-- START Records to use --

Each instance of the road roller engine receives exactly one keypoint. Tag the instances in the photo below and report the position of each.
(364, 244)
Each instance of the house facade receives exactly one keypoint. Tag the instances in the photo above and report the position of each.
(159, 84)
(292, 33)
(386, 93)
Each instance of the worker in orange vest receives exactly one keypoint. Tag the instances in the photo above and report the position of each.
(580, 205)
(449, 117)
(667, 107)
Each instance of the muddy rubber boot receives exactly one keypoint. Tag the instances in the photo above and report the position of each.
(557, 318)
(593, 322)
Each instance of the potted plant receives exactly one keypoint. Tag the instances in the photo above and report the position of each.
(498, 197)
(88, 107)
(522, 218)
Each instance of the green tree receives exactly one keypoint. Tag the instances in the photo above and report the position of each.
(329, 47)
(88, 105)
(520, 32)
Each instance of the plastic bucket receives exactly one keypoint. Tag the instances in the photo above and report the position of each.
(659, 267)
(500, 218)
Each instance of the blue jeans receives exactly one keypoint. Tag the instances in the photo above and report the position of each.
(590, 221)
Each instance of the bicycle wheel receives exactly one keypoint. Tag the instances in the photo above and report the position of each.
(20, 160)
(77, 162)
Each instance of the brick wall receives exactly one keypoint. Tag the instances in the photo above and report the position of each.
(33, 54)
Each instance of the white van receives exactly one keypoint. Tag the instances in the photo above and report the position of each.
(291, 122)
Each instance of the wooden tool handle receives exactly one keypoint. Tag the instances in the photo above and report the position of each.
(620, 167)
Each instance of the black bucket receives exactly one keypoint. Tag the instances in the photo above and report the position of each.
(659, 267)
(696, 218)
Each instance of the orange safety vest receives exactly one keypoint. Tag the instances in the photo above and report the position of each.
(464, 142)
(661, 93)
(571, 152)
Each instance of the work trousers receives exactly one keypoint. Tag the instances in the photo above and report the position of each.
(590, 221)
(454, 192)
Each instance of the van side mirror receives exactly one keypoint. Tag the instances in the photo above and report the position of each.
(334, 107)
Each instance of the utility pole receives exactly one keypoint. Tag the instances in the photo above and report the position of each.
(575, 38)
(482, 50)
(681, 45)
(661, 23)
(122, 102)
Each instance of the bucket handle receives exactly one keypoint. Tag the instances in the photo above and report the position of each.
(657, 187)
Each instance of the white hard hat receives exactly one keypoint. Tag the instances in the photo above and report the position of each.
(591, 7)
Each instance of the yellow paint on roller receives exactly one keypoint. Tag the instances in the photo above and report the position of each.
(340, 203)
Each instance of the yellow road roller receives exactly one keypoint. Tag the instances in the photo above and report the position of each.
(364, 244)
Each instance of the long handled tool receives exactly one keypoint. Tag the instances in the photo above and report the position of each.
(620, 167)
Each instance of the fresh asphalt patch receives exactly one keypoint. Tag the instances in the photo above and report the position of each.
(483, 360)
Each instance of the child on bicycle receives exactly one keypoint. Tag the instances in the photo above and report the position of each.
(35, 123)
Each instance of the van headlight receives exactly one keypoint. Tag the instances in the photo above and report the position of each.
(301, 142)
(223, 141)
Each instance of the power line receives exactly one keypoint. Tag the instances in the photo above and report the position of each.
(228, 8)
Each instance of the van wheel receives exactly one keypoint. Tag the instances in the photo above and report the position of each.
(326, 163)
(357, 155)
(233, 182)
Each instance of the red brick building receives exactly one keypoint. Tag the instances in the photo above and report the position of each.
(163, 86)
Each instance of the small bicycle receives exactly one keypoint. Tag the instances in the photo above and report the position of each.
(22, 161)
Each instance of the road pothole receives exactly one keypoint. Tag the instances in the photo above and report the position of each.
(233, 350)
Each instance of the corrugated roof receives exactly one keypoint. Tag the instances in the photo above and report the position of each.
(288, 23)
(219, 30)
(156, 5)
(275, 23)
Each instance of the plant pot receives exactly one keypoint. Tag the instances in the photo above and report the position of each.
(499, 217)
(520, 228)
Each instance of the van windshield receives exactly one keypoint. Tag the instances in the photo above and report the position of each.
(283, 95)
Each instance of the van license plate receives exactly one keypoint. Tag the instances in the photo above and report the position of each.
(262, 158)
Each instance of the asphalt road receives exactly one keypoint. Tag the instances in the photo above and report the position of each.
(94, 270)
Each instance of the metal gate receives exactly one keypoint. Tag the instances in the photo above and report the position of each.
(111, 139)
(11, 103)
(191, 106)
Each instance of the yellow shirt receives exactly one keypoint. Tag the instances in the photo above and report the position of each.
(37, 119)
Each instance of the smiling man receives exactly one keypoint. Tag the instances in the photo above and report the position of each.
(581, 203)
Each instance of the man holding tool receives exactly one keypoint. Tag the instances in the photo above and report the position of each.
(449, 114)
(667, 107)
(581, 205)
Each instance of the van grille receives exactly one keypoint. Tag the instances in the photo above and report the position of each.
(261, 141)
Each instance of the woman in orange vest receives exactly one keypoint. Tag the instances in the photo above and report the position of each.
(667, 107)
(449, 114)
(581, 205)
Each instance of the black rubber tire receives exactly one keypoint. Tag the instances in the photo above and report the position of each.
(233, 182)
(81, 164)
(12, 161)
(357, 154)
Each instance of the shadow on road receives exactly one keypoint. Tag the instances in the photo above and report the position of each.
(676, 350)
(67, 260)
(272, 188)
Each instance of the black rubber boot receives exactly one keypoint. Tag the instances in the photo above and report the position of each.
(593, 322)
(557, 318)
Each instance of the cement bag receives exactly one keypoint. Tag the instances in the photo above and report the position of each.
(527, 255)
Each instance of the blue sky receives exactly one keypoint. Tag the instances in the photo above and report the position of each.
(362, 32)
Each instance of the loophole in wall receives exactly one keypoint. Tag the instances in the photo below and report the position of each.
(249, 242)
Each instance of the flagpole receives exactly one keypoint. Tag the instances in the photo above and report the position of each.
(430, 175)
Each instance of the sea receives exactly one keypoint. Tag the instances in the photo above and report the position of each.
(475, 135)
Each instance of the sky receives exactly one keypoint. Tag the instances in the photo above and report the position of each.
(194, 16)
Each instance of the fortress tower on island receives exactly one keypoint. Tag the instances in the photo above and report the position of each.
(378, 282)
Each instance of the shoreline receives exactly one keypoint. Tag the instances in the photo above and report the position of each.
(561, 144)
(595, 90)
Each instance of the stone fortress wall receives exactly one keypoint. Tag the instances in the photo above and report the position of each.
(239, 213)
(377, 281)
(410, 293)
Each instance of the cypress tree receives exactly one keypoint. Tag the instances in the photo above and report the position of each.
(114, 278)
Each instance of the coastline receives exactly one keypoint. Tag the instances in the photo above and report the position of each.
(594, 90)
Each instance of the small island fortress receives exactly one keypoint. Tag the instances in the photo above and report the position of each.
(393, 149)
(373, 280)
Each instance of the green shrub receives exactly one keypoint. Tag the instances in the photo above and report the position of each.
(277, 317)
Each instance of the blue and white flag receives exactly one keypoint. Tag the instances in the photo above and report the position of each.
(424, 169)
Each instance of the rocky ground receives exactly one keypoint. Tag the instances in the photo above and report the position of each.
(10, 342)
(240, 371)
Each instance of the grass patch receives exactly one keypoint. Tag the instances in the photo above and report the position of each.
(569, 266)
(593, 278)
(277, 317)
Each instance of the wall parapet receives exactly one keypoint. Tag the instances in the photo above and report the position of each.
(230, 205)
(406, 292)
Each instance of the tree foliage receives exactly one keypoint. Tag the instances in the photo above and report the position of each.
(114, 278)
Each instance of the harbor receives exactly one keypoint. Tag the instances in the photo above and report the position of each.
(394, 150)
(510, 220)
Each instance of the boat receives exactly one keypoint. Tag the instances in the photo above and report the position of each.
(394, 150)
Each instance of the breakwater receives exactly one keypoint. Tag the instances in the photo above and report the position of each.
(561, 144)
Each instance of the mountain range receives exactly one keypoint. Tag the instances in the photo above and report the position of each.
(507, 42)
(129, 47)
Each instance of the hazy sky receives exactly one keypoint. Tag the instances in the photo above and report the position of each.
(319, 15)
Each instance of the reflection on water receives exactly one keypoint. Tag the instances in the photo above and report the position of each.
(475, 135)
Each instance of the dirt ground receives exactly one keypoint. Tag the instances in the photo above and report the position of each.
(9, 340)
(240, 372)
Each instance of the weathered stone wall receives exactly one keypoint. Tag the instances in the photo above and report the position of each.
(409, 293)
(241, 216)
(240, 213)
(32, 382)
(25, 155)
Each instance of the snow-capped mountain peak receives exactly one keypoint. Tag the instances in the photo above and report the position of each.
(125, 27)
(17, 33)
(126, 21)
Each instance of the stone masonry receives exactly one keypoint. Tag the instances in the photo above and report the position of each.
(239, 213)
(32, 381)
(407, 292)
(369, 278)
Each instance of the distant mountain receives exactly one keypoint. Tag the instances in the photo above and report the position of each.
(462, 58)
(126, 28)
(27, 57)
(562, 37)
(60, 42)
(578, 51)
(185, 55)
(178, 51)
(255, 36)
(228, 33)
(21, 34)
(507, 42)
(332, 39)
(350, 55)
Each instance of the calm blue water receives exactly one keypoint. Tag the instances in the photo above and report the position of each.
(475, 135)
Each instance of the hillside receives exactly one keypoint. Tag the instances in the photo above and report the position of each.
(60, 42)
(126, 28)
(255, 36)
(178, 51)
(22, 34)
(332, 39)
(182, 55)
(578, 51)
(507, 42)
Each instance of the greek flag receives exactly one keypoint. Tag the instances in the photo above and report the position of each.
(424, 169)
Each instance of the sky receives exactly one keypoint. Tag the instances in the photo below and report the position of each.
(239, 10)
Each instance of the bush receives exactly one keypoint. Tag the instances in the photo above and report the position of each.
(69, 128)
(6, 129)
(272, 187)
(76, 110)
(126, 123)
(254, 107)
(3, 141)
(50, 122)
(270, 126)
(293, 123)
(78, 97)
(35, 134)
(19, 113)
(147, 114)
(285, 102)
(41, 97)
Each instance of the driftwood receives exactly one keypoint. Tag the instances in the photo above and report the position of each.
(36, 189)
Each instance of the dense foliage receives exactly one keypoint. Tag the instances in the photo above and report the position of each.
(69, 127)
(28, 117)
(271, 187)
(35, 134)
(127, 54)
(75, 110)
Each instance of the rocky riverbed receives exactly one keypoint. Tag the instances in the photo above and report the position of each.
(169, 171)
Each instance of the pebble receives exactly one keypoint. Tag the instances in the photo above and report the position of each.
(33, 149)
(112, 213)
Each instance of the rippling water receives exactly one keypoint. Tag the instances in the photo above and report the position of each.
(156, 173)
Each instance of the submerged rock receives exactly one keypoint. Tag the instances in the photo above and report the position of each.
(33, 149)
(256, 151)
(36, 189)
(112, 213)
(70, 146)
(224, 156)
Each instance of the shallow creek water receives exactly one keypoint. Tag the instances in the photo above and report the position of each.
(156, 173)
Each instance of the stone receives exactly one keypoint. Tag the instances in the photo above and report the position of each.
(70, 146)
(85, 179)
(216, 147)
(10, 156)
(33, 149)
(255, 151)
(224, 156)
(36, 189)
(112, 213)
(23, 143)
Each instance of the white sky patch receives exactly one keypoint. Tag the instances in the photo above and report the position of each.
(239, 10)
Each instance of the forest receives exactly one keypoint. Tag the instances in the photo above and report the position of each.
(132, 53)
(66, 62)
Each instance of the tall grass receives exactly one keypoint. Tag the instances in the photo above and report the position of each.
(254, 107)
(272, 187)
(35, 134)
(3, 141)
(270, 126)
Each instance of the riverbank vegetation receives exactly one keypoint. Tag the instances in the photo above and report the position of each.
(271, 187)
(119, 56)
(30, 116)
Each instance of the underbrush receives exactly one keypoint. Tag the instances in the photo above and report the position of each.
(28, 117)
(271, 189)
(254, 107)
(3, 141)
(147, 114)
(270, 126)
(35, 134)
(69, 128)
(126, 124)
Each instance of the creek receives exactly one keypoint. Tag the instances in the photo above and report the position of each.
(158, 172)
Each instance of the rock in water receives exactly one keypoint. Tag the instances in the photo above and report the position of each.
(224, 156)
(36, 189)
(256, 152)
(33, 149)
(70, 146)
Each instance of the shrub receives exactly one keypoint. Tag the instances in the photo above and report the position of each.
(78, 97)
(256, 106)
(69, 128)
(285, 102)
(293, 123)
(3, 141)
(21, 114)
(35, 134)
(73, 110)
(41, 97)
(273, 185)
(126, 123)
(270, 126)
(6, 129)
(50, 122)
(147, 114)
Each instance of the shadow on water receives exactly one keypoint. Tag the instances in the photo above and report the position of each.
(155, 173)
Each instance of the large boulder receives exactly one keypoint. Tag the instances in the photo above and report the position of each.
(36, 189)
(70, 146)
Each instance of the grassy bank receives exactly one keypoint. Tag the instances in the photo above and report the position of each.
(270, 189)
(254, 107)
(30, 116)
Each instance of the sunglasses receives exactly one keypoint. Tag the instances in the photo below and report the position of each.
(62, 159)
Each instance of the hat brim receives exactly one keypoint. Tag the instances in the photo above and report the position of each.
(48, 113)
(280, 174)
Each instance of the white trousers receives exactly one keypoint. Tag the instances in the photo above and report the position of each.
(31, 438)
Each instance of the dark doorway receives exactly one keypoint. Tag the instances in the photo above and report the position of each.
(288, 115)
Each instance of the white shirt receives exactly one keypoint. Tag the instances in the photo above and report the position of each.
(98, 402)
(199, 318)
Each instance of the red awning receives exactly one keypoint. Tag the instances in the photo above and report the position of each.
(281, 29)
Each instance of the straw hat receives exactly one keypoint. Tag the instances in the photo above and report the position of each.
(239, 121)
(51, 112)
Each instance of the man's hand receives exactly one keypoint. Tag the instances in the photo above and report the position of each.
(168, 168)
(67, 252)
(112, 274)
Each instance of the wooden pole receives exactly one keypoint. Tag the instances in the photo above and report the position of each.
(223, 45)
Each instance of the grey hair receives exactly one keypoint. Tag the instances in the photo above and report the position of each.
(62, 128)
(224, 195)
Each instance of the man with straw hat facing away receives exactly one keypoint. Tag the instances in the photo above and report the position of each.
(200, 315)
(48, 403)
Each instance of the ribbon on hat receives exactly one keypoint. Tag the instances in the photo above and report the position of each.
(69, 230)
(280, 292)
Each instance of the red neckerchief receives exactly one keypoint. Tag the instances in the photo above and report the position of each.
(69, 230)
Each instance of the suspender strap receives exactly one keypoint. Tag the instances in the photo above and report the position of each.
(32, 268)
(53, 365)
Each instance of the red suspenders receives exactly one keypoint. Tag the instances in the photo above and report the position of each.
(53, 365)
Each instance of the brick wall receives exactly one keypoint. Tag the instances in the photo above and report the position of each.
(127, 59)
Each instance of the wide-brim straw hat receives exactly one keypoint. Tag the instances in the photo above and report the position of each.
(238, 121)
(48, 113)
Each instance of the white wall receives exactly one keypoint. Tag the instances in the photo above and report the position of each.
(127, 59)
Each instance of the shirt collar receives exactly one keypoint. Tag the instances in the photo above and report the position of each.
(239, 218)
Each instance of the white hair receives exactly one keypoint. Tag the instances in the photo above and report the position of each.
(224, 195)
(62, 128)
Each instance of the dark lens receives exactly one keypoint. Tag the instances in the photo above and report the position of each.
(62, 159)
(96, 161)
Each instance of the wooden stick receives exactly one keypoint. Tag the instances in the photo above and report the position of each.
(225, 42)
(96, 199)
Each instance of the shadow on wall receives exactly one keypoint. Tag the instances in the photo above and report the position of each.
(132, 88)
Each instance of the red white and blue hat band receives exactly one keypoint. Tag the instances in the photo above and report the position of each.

-- END Records to use --

(Stated exercise): Output the line that contains "Each instance of the wide-brim", followed by every later line in the listing, with no line omitted and none added.

(The completed task):
Each instance of the wide-brim straw hat receives exactly one keypoint. Tag the instances in the photo above and report the position of each.
(238, 121)
(48, 113)
Each instance of the white wall receives exactly one keypoint. Tag the instances in the photo above and report the position of each.
(127, 59)
Each instance of the shirt collar receives exactly one keypoint. Tag the instances in the photo above and report the position of each.
(239, 218)
Each instance of the white hair receives exactly one keypoint. Tag the instances in the photo above and report the position of each.
(224, 195)
(62, 128)
Each instance of the dark lens receives exactly one keypoint. Tag the instances in the photo above and report the position of each.
(62, 159)
(96, 161)
Each instance of the wooden stick receives exactly one keypoint. Tag the instances in the photo above and report the position of each.
(225, 42)
(96, 199)
Each instance of the shadow on wall receives exactly one keypoint. Tag the instances in the photo above and report the position of each.
(132, 88)
Each instance of the red white and blue hat band receives exactly one keypoint. Tag the instances in the photo above and report the position of each.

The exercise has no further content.